_Set task_: Rewrite the rows from the line that contains "Task: point out the bird's foot, placing" through the line that contains "[[271, 250]]", replacing "point out" with "mark" and keeping everything else the same. Leave the pictures out of your answer.

§ §

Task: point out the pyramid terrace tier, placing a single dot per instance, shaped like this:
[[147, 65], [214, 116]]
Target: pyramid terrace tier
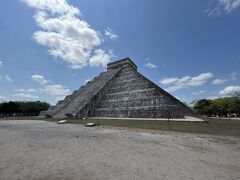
[[141, 112]]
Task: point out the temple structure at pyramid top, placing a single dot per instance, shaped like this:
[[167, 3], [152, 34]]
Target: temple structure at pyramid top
[[121, 91]]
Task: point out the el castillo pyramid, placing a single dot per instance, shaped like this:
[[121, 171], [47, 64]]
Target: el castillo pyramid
[[121, 91]]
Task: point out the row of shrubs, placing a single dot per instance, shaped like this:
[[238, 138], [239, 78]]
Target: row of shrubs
[[26, 108], [221, 107]]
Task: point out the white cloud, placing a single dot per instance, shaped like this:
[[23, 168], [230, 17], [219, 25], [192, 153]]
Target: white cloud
[[230, 91], [87, 80], [26, 96], [26, 90], [39, 79], [226, 6], [110, 34], [197, 93], [68, 37], [186, 81], [55, 90], [2, 98], [218, 81], [168, 81], [233, 75], [150, 65], [100, 58], [7, 78]]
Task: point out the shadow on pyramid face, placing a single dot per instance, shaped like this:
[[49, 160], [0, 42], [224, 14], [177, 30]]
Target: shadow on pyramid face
[[121, 91]]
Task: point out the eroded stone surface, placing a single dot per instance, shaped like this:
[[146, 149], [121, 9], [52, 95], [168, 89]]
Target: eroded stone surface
[[121, 91]]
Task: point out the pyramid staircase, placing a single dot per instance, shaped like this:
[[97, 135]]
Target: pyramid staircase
[[121, 91]]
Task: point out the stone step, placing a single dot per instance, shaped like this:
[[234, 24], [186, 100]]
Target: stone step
[[143, 93], [127, 82], [135, 86], [87, 93], [134, 103], [122, 78], [143, 112]]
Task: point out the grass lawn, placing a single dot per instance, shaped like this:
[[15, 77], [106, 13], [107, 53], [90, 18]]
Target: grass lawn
[[211, 126], [224, 127]]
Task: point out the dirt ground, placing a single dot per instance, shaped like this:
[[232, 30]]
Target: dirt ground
[[45, 150]]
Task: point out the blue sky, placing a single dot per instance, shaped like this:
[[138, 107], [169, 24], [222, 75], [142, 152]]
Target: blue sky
[[51, 47]]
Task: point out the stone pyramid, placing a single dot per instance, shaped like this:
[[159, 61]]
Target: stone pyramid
[[121, 91]]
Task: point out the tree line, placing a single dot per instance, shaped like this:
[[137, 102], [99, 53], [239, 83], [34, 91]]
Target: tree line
[[221, 107], [26, 108]]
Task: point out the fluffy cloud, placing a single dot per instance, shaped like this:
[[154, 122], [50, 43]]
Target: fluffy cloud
[[56, 90], [26, 96], [168, 81], [2, 98], [150, 65], [186, 81], [221, 6], [110, 34], [233, 76], [197, 93], [230, 90], [39, 79], [87, 80], [218, 81], [100, 57], [68, 37], [7, 78], [26, 90]]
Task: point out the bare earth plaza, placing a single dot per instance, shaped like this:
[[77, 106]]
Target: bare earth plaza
[[119, 90]]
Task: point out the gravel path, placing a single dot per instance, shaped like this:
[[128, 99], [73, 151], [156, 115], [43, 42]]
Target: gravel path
[[44, 150]]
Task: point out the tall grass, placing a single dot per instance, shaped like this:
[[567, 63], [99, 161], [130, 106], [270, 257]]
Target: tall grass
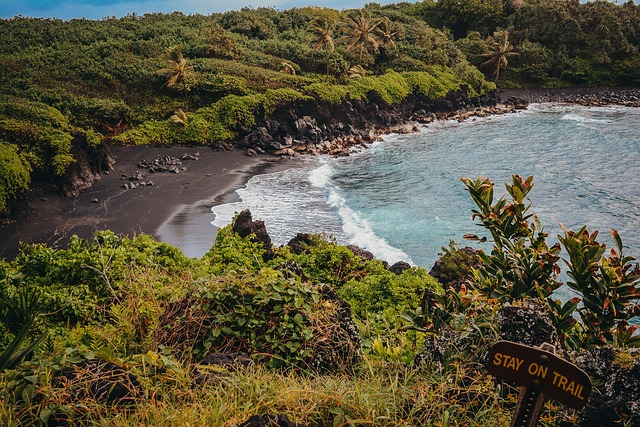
[[378, 394]]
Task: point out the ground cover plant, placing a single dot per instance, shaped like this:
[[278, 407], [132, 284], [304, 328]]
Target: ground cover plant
[[131, 328]]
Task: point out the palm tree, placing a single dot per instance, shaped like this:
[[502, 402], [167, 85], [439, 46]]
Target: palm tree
[[384, 34], [287, 68], [321, 31], [176, 69], [356, 72], [499, 50], [361, 28]]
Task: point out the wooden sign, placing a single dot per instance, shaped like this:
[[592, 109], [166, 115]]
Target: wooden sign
[[533, 367]]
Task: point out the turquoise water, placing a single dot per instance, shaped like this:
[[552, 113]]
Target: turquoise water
[[402, 198]]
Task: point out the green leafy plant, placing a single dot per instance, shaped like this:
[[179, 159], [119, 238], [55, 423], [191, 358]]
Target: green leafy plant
[[521, 264], [609, 287], [24, 310]]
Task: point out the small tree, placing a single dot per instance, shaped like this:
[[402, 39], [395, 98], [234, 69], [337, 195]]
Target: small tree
[[320, 31], [499, 50], [385, 34], [360, 32], [177, 70]]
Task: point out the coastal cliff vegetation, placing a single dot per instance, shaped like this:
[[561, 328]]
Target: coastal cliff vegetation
[[68, 86], [128, 331]]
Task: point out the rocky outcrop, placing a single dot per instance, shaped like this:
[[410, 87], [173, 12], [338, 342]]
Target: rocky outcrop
[[453, 268], [300, 243], [90, 163], [317, 126], [399, 267], [615, 374], [245, 226], [527, 322]]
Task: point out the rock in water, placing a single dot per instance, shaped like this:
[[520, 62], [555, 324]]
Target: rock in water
[[245, 226]]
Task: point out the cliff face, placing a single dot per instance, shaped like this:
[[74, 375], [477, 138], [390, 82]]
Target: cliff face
[[90, 163], [304, 127], [321, 127]]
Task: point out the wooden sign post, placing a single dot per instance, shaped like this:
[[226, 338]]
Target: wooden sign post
[[540, 374]]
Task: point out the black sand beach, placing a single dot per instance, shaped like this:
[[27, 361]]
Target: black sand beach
[[48, 217]]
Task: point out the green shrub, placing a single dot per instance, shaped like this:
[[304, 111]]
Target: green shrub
[[15, 174], [230, 252], [263, 314], [333, 94], [150, 132], [80, 283], [383, 291]]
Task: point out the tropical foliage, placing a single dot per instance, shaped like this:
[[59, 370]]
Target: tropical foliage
[[78, 83]]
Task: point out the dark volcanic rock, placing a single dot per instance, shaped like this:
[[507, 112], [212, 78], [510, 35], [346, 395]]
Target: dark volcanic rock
[[399, 267], [300, 243], [615, 399], [90, 163], [453, 269], [245, 226], [359, 252], [527, 323], [231, 361]]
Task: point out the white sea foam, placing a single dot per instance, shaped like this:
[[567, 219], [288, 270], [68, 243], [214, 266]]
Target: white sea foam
[[358, 232], [320, 176]]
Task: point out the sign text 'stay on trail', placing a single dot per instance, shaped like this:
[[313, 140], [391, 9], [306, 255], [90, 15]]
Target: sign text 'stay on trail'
[[533, 367]]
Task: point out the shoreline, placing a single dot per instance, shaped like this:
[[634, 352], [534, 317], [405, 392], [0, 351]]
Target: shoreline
[[47, 217], [177, 207]]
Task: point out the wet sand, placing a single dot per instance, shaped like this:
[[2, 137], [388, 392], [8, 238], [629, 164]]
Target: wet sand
[[160, 210]]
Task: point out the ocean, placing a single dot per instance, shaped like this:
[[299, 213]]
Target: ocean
[[402, 198]]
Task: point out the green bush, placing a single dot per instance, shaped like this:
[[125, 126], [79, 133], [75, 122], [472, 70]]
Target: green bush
[[15, 174], [262, 314], [381, 291]]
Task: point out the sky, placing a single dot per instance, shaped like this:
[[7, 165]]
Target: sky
[[97, 9]]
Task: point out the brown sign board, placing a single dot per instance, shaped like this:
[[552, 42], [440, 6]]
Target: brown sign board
[[533, 367]]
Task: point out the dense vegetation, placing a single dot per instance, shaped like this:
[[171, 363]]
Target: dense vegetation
[[558, 43], [139, 311], [112, 310], [200, 79]]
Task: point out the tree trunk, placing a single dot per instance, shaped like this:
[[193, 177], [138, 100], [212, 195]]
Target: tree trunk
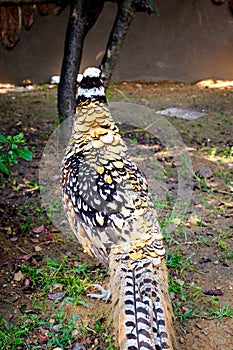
[[125, 14], [83, 15], [74, 41]]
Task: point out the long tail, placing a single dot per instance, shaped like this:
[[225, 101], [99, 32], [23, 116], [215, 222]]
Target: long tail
[[142, 312]]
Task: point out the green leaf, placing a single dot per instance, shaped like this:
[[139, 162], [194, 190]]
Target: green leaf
[[3, 139], [24, 153], [3, 168]]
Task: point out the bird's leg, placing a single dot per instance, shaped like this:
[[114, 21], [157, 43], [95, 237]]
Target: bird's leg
[[105, 293]]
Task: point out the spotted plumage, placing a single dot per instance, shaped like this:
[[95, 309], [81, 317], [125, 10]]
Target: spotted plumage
[[106, 200]]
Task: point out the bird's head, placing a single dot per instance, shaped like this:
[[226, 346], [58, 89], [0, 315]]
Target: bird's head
[[90, 86]]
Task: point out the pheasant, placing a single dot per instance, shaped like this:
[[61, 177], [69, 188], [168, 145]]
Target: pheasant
[[105, 197]]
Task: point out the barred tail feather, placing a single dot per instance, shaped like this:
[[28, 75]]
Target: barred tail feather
[[142, 313]]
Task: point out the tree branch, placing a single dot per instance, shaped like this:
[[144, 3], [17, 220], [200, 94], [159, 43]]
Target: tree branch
[[125, 14], [27, 2]]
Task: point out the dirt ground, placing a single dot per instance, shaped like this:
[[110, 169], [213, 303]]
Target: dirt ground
[[204, 236]]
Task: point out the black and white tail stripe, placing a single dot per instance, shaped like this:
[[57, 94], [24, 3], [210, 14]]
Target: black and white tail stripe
[[144, 317], [91, 86]]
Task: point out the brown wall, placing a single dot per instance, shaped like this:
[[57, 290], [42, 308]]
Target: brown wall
[[190, 40]]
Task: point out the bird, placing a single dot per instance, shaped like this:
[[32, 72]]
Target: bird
[[107, 203]]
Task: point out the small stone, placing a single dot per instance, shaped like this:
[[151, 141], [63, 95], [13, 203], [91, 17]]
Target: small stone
[[205, 172], [38, 248], [78, 346]]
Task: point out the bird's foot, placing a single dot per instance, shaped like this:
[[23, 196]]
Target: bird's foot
[[105, 294]]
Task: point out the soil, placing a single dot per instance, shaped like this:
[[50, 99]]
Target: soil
[[204, 235]]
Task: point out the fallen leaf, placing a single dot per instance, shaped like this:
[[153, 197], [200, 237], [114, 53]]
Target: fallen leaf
[[38, 229], [18, 276], [25, 257], [213, 292], [37, 248]]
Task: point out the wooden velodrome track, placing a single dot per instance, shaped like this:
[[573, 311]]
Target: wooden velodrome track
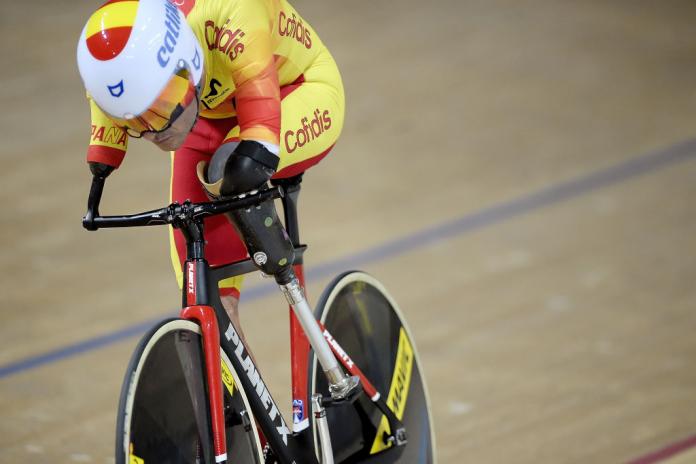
[[521, 175]]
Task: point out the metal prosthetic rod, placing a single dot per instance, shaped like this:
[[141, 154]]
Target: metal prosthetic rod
[[271, 250]]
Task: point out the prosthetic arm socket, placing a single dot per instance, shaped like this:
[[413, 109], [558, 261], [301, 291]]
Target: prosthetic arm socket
[[266, 240]]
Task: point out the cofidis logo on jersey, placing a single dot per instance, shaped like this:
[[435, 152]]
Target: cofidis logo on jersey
[[293, 27], [308, 131], [224, 39], [172, 23]]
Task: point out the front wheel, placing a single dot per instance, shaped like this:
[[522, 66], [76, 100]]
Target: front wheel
[[366, 321], [163, 414]]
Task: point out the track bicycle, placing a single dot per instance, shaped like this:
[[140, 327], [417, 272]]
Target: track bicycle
[[192, 392]]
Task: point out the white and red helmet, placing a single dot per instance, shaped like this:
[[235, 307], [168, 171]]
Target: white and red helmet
[[139, 60]]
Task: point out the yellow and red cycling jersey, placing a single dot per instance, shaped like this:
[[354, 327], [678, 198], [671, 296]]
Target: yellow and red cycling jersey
[[251, 48]]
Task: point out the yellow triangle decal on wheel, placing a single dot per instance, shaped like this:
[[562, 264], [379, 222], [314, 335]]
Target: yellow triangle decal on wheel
[[398, 390]]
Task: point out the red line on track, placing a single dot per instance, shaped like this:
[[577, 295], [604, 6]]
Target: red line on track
[[666, 452]]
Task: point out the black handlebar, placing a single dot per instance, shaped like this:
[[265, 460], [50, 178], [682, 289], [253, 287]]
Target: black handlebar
[[175, 214]]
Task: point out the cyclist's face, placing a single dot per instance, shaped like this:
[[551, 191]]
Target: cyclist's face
[[174, 136]]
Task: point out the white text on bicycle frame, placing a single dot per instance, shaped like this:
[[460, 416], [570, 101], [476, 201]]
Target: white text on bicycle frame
[[255, 379]]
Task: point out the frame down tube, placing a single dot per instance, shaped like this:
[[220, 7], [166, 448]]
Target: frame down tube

§ §

_Right answer_:
Task: mark the bird's foot, placing a single dot per instance, shaped like this:
[[23, 196]]
Target: bird's foot
[[105, 294]]
Task: mark the soil, placing a single dot per instance, shaped like this:
[[50, 99]]
Target: soil
[[204, 235]]
Task: mark the fallen leaf, placing a single dot per instance, shaped like this:
[[153, 197], [200, 237], [114, 53]]
Target: fallen leaf
[[38, 229], [18, 276], [25, 257], [213, 292], [37, 248]]
Task: mark the wooden velodrome track, placing a single dot per instance, shaped like this:
[[573, 311]]
Target: wooden velodrome track
[[521, 175]]
Task: mark the metal prosthetic rod, placing a single dot per instance, shaped like this:
[[141, 154]]
Target: metal prosthetic rod
[[271, 250]]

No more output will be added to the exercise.